Count how many lines in the items below contain the word "table". Reply with the number alone.

Dataset rows:
---+---

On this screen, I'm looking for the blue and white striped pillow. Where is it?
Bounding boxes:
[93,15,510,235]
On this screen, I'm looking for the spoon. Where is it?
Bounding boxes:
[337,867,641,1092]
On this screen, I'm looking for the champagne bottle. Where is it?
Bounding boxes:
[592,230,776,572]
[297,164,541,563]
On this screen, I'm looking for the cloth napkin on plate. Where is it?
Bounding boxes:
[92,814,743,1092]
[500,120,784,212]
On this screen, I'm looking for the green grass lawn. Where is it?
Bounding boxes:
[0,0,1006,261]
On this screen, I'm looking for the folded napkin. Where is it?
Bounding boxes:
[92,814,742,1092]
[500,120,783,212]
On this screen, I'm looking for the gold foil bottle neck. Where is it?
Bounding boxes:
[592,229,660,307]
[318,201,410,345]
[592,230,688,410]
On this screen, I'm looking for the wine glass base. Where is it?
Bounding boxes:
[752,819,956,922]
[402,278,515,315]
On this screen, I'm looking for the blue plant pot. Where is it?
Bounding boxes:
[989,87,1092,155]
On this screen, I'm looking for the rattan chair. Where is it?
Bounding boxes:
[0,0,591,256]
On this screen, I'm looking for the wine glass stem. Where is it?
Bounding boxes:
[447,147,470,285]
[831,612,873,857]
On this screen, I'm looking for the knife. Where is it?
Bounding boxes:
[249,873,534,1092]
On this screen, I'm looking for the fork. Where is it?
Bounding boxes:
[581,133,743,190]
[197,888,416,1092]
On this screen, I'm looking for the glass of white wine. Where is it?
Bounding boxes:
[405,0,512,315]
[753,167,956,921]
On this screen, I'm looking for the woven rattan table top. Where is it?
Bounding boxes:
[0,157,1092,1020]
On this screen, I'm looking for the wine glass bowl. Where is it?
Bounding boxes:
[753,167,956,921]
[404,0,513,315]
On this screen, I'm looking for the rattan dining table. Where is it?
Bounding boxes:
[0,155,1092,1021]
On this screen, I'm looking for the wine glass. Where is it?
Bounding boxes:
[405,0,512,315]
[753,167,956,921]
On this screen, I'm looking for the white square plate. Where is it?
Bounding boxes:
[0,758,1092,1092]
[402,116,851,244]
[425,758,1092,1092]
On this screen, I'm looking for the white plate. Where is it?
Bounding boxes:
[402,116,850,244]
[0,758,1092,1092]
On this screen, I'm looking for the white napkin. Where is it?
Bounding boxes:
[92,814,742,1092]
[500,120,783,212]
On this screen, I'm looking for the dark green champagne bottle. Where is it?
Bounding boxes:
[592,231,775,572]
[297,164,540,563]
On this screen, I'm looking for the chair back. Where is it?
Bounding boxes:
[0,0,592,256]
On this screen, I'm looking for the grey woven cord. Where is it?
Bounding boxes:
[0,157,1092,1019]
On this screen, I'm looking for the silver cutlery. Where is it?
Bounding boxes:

---+---

- _RESPONSE TO THIS EXERCISE_
2